■ SOURCE EXTRACT ■

((

Unless one is selling crock-pots, “slow” is not usually a term of endearment. Likewise, our in-a-hurry society often overlooks the virtue of a long, deliberate sentence in favor of conciseness. I am guilty of this. When my students get tangled up in the ins and outs of a complex sentence, my first reaction is always, “Simplify! Cut it down. Get to the core of what you are saying.” Marilyn McEntyre, in this chapter, challenges me to respond differently, perhaps by saying, “Slow down! This is clearly an important point for you. Why don’t you pause with it for a moment?” For, as she writes, “Long sentences ask us to dwell in a thought rather than come to the point” (129).

I believe that when McEntyre instructs us to embrace “the long sentence,” she means more than just a thought spanning several lines of text. Instead she uses the long sentence as a stand-in for textual complexity. Her examples — Henry James, William Faulkner, and Mary Oliver — bear this out. When a sentence is particularly long, particularly dense, or both, it forces us as readers to confront the text as text rather than simply to see through it, to ask ourselves why the author has made the choices she has and what that might mean for our interpretation. 

McEntyre writes, “Slowing down, for a contemporary reader, is a countercultural act” (133). Without traveling too far down the road towards technophobia, I do find this call to slow down especially important in the digital age. There is certainly nothing the matter with our society’s total immersion in a sea of information, with constantly-updating news sites and social media feeds. In fact, we are likely reading more now than ever before. Yet this reading is qualitatively different from the sort McEntyre is talking about in this chapter. I read a novel very differently than I read a piece on CNN.com, and a literary novel differently than a young adult novel. And when I venture into a new form or genre, then I must really watch out! After several years reading mostly novels for my graduate study, I recently found myself settling in with a collection of short stories, just for fun. Within a few moments I found that I had to readjust my manner of reading to suit the subtlety and interiority of the short story form rather than the sweeping, wide-angle action of many novels. I had to slow down, to pay attention to the nuances of setting and dialogue that I might breeze by in a longer work. 

This sort of thoughtful reading and reflection is why we “inflict” literary texts upon students. We could teach them to be functionally literate with nothing but corporate memos and refrigerator owner’s manuals, but where then would they learn that reading can be an imaginative process, a dialogue that involves text and self and, in the best case, others? A long sentence, an extended metaphor, a multi-faceted characterization — these promise to be transformative rather than merely informative.

For the Christian the challenge of complex texts promises especially important rewards. Whether it is the meandering prose of Paul, the lengthy invectives of Jonathan Edwards, or the Victorian baroque of Ellen White, difficult spiritual writing forces us to ponder our way through ideas that are not immediately comprehensible, much like our God. The truth of God’s character and the rich complexity of Christian theology cannot be condensed into Twitter-appropriate chunks of text. Instead, ideas like the Trinity and the atonement call for unhurried contemplation. The long sentence invites us into conversation with a work rather than simply insisting that we absorb its contents. This is a lesson that Christians, especially, could take to heart in our relations with each other. Loving the long sentence requires a sympathetic kind of reading, one in which we practice patience, assume good intentions, and expect an eventual payoff. Would that we could learn to read each other with similar charity.

))

■ WHAT YOU SHOULD DO ■
In the passage on slow reading, take the part that opens with the words "This sort of" and closes with "than merely informative.", and write it out again, changing "corporate memos" to "office emails".

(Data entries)
((

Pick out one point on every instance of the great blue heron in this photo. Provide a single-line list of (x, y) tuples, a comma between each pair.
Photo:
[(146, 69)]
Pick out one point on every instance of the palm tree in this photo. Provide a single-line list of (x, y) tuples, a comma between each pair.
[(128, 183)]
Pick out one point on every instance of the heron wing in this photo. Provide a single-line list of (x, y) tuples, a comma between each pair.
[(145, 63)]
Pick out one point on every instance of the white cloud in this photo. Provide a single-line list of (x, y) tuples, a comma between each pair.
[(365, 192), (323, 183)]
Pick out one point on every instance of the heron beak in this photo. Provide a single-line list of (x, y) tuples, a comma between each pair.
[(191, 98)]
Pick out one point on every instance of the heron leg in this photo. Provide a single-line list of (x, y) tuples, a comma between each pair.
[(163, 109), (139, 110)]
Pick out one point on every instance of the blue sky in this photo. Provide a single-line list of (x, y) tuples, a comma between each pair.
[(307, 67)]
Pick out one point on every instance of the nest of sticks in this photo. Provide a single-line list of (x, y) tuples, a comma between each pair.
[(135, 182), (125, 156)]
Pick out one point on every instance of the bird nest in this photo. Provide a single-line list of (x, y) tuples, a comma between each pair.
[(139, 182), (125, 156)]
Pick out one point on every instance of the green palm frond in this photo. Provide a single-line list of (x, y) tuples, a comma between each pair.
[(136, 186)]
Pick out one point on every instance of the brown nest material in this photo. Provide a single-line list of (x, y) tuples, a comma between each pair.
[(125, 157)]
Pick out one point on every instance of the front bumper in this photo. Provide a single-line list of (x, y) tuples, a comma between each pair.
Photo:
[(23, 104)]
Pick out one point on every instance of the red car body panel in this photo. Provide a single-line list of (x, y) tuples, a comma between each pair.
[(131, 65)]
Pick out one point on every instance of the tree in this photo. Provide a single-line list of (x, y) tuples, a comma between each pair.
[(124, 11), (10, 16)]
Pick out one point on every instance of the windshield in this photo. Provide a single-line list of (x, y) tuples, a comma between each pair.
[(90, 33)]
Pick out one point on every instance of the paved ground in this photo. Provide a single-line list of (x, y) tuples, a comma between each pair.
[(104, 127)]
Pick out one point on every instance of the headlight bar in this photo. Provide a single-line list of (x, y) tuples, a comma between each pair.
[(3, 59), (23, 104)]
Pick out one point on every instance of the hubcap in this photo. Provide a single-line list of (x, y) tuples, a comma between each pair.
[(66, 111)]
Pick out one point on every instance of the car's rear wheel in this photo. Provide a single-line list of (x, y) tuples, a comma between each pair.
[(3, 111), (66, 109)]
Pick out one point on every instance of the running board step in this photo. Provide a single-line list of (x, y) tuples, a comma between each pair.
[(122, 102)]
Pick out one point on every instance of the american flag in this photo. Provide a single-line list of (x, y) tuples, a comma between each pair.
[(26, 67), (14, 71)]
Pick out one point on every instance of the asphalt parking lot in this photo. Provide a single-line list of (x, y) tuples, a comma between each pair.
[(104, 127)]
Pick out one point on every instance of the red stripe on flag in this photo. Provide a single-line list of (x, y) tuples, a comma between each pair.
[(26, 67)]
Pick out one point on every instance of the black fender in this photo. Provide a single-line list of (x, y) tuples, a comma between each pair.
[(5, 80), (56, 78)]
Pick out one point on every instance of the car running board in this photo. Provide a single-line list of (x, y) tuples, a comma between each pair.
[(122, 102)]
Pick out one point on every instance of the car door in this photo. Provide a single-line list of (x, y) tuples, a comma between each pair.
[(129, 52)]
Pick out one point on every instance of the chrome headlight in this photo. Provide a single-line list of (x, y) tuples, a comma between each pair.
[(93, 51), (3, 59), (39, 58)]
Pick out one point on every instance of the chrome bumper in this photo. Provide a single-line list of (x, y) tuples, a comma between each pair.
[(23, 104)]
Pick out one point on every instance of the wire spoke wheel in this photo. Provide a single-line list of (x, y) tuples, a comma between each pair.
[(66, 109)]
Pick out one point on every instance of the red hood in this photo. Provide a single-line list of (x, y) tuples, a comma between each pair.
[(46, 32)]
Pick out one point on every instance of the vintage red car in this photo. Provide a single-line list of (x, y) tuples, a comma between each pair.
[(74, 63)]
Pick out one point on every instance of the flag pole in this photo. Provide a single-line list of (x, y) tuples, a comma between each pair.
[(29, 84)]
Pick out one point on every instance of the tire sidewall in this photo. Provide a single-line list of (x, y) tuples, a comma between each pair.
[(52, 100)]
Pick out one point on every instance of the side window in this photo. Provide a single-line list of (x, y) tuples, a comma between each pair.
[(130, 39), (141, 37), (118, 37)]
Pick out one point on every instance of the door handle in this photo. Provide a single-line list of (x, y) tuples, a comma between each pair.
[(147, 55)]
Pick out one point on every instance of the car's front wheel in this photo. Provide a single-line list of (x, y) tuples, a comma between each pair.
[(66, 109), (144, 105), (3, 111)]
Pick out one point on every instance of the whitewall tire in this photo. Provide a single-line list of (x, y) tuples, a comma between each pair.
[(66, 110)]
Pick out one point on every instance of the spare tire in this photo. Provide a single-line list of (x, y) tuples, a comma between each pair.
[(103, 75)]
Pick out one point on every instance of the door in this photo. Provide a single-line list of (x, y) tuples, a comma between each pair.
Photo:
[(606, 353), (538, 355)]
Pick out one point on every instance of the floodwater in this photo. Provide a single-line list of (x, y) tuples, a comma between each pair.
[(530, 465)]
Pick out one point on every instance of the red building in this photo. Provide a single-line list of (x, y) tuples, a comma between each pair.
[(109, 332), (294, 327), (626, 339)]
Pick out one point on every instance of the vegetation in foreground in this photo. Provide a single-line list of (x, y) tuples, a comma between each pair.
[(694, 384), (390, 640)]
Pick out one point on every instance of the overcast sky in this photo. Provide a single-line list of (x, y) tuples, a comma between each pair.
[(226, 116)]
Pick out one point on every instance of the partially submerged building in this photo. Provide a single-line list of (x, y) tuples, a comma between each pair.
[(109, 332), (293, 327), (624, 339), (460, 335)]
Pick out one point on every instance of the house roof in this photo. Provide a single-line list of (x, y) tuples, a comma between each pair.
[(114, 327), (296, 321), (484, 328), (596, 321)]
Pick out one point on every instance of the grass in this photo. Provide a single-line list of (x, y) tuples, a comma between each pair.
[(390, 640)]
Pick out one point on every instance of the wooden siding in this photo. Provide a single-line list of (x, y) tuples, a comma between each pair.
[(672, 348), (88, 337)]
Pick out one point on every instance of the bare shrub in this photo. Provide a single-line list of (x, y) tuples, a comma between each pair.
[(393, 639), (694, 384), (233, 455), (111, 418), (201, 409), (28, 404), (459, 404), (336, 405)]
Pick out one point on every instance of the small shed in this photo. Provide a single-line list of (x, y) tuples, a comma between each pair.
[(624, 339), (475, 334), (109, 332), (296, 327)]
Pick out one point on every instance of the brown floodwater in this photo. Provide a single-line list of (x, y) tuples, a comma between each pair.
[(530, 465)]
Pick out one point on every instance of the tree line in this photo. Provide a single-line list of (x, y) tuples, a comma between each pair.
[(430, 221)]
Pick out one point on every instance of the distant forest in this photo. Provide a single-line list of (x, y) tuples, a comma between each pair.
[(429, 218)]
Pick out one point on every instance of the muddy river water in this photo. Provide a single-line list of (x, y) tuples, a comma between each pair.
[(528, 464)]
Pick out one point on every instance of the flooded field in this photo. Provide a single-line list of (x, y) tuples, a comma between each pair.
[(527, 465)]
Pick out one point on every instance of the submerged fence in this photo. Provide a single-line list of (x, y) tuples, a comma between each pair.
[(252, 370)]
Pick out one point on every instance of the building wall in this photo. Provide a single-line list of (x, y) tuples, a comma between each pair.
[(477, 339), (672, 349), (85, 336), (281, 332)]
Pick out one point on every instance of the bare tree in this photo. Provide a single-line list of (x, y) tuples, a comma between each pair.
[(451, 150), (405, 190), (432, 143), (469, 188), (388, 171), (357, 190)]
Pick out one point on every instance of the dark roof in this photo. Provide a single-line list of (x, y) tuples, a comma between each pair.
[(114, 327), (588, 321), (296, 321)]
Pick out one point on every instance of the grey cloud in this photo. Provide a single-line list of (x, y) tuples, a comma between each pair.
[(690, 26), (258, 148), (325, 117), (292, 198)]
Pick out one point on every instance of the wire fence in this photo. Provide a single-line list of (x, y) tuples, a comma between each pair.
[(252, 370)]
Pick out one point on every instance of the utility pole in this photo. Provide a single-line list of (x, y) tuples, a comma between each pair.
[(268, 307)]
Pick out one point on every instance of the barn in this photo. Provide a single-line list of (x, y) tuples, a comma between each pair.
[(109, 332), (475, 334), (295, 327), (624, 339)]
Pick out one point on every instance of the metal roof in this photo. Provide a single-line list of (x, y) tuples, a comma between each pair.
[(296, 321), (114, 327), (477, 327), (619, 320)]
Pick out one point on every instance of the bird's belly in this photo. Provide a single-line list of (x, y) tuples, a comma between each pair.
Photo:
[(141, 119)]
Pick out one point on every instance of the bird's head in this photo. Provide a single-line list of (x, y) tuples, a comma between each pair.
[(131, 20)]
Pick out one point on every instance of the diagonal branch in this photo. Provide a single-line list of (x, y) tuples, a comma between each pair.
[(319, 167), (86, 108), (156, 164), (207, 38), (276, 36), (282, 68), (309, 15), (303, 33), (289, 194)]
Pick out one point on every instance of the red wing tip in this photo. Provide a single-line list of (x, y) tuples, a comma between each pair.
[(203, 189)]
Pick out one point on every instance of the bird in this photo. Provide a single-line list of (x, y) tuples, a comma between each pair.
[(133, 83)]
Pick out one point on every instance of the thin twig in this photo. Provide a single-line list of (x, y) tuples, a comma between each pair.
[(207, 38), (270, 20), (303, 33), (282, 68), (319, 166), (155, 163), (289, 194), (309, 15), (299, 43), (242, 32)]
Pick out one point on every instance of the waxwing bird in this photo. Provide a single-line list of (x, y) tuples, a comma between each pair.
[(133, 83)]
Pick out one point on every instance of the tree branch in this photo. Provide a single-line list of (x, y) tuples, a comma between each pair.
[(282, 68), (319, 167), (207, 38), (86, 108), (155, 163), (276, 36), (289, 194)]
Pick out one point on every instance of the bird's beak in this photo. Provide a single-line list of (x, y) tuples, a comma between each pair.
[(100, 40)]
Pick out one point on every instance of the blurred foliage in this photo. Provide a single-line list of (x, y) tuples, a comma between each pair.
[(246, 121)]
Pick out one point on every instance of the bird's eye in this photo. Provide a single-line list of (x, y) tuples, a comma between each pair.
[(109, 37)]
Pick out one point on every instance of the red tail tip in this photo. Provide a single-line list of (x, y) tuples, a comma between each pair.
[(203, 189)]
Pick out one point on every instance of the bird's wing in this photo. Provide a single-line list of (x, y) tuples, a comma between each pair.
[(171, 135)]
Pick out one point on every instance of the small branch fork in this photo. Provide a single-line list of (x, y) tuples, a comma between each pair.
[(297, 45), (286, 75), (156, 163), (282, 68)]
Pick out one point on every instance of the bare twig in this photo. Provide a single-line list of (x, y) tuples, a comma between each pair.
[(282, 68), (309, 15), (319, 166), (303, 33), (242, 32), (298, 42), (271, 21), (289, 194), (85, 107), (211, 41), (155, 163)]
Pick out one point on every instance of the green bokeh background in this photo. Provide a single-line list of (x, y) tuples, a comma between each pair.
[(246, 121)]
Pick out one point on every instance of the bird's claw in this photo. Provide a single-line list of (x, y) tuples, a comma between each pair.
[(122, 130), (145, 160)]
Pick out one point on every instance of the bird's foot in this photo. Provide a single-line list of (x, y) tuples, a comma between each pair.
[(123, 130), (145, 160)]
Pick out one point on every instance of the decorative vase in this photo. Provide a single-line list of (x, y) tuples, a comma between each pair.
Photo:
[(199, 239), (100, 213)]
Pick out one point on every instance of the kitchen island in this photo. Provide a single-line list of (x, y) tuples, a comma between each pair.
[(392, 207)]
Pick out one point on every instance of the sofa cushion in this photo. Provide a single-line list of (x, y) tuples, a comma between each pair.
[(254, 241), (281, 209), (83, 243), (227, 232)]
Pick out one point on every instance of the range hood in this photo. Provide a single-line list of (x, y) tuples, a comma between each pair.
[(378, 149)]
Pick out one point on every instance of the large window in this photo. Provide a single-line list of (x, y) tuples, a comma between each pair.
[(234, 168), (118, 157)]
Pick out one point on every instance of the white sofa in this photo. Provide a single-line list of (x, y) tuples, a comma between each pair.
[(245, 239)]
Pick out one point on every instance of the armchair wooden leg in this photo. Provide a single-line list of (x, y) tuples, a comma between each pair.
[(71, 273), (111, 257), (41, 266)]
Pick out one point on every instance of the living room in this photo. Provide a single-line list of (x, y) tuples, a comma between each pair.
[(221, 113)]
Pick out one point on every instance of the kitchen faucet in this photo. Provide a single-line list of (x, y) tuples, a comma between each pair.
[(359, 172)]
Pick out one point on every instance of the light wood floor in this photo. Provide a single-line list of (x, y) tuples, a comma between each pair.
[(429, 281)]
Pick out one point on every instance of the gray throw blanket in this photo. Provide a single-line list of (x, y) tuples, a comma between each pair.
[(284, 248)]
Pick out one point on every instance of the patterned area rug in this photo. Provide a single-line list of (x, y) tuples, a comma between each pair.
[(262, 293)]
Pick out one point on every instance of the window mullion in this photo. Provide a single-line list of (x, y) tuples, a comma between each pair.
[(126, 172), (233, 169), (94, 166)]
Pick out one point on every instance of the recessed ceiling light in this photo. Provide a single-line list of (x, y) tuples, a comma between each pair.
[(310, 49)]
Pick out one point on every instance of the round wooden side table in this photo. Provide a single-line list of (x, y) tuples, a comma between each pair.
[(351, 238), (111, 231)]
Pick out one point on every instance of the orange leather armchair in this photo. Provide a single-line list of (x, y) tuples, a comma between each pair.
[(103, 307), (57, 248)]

))

■ RESPONSE ■
This sort of thoughtful reading and reflection is why we “inflict” literary texts upon students. We could teach them to be functionally literate with nothing but office emails and refrigerator owner’s manuals, but where then would they learn that reading can be an imaginative process, a dialogue that involves text and self and, in the best case, others? A long sentence, an extended metaphor, a multi-faceted characterization — these promise to be transformative rather than merely informative.